● GIVEN PASSAGE:
┌──
The First Time (Lately)
- Leah Cochran
- Apr 24
- 2 min read
Updated: May 30
There’s something strange about doing things for the first time again — not because you’re young or new to the world, but because your body has changed, and the rules have changed with it.
The first time I stayed alone in a hotel overnight
I triple-checked that my Life Alert was charged. I shared my location with everyone and their brother. I laid in bed with a buzzing brain and a body that had already decided it was done for the night.
It wasn’t dramatic — just deeply quiet.
I wasn’t scared, exactly. But I wasn’t settled either.
I felt capable. I also felt… fragile.
The first time I flew post-diagnosis
I’d forgotten how many steps it takes to get from curb to gate. How many times you stand, walk, lift, move.
I used my wheelchair exclusively in the airport and pre-boarded — something I never thought I’d do — and for the first time in my life, I didn’t feel guilty about needing the help.
I still cried in the bathroom stall when we landed.
Not because I was in pain (though I was).
Because I did it.
And also because it was hard.
Both can be true.
One year of not driving
It’s hard to explain how surreal it is to lose access to something so ordinary. Driving used to be second nature. Now it’s a calculation: risk, energy, and whether my nervous system feels like cooperating.
└──
● DATA EXCERPTS:
┌──
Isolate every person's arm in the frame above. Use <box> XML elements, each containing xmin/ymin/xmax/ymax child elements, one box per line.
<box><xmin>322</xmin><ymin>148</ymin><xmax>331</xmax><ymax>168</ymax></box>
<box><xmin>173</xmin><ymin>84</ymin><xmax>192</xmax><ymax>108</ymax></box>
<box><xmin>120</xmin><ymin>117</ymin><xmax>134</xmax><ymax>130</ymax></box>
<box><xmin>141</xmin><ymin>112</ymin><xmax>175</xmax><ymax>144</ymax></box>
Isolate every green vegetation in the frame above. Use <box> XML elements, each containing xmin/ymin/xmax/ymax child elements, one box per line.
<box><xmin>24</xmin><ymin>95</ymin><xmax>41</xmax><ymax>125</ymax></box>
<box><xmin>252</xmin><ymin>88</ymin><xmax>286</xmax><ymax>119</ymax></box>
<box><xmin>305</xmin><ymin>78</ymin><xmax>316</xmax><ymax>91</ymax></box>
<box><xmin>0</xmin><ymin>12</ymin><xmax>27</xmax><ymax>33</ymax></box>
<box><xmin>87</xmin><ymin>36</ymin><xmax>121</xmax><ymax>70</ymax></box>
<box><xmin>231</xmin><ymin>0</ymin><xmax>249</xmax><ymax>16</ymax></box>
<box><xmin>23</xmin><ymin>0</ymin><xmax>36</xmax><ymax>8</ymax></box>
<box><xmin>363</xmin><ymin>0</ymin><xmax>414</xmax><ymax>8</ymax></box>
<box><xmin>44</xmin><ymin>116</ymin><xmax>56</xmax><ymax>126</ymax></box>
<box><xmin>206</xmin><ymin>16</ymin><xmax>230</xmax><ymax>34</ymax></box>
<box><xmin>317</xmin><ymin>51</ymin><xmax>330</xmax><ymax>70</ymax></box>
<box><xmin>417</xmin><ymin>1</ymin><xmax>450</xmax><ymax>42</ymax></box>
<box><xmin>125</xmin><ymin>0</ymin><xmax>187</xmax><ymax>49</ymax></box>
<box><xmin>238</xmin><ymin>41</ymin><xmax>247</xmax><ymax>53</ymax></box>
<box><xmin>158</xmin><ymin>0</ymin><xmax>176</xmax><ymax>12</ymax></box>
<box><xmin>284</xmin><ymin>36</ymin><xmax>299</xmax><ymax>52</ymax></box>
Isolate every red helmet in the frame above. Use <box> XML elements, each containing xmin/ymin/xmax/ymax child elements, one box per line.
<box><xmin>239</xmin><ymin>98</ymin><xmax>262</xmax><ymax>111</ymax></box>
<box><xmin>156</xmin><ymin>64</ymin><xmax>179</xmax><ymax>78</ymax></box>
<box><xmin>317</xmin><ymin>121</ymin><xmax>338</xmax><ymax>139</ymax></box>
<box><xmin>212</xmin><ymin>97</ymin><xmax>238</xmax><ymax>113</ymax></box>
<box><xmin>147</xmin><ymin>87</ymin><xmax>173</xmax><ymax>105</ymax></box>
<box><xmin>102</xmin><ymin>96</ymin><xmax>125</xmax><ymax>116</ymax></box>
└──
● BRIEF 1: Retype the part of the post on doing things for the first time again word for word, from "I used my wheelchair" up to and including "when we landed.".
● BRIEF 2: Carry on the post about doing things for the first time again after a diagnosis, beginning right after its last sentence.

● RESULT 1:
I used my wheelchair exclusively in the airport and pre-boarded — something I never thought I’d do — and for the first time in my life, I didn’t feel guilty about needing the help.
I still cried in the bathroom stall when we landed.

● RESULT 2:
Each time I have a seizure-like episode, the six-month countdown to start driving again resets. Eventually, after a lot of thinking (and some tears), I decided to sell my car.
It was both a relief — letting go of the what-ifs — and a gut punch. A quiet acknowledgment that, for now, I’m not going anywhere on my own. Not beyond my little radius. Not without help.
Not driving — not having a car — has required some creative problem-solving.
It’s meant dependence: on neighbors, coworkers, kind people who say, “I can swing by.”
It’s meant more biking, more planning, and sometimes more isolation than I’d like to admit.
It’s also made space for slowness I didn’t know I needed.
Living with dynamic disability isn’t just about symptoms.
It’s about re-learning the world around you — one unexpected “first” at a time.
It’s about figuring out how to do things differently, and mourning how they used to feel.
It’s about resilience that’s not always loud or impressive — but steady, thoughtful, and earned in quiet, everyday ways.
Some days, I’m in awe of how far I’ve come.
Some days, I’m bitter that this is how it has to be.
Some days, I build a new system to make life easier.
Some days, I take a nap and call that progress.
There’s no perfect bow to tie on this.
No big moment of revelation.
Just this truth:
I’m still here.
Still learning.
Still showing up.
And that counts for something.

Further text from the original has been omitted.